→ **Source passage**:
Unclaimed Financial Assets Authority chief executive Kellen Kariuki at a past event. FILE PHOTO | NMG
Unclaimed Financial Assets Authority chief executive Kellen Kariuki at a past event. FILE PHOTO | NMG 

The Business Daily reported recently: “Kenyans reluctant to go for Shs 8.73 billion unclaimed assets, says Unclaimed Financial Assets Authority.’’ To show how dire the situation was, UFAA chief Kellen Kariuki explained: “We have written to many people to come forward and claim their hard-earned money but surprisingly, most are not doing so.”

Now, I’d like to believe those letters are hitting home, and I’m yet to find someone refusing to get money that is rightfully theirs.

So, maybe UFAA’s challenge isn’t proof (that unclaimed assets exist) or marketing, but its processes and distribution - at least for small amounts. UFAA’s ‘purchasing’ process (claiming) could inadvertently be impeding the sale (releasing the assets).

If, like me, you are following up unclaimed shares for a deceased relative, for instance, you’ll deal with the stockbroker (for the transfer to the beneficiary), and, for unpaid dividends, the respective registrar and the Central Depository & Settlement Corporation ( CDSC).

→ **Task details**:
From the column on unclaimed financial assets, copy out word for word the passage that begins with "Now, I’d like" and ends with "(releasing the assets).".

→ **Dataset records**:
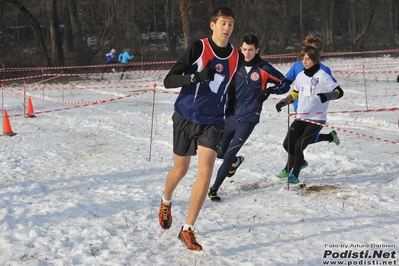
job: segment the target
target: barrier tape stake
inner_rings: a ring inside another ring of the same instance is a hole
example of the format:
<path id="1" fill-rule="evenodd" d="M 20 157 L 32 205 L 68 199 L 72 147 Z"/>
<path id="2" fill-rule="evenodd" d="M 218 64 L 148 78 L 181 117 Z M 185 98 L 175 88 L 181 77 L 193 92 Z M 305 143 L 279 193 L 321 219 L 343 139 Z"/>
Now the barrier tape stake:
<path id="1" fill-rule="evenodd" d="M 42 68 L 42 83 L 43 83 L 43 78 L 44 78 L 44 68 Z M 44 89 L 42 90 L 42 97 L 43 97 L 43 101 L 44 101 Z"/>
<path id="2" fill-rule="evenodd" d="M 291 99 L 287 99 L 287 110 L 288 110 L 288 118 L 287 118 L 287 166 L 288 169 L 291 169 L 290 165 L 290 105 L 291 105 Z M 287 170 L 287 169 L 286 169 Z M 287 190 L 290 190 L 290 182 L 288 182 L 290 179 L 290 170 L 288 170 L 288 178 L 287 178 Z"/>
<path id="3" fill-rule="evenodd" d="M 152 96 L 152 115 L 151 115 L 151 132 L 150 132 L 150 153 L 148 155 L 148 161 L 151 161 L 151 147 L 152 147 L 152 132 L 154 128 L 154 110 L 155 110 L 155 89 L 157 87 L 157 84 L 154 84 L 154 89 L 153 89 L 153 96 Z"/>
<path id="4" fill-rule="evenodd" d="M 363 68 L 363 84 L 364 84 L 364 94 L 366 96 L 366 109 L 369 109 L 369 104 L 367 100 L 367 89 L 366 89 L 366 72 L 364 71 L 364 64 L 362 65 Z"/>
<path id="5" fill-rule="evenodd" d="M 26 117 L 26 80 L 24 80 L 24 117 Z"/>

→ **Problem solution**:
Now, I’d like to believe those letters are hitting home, and I’m yet to find someone refusing to get money that is rightfully theirs.

So, maybe UFAA’s challenge isn’t proof (that unclaimed assets exist) or marketing, but its processes and distribution - at least for small amounts. UFAA’s ‘purchasing’ process (claiming) could inadvertently be impeding the sale (releasing the assets).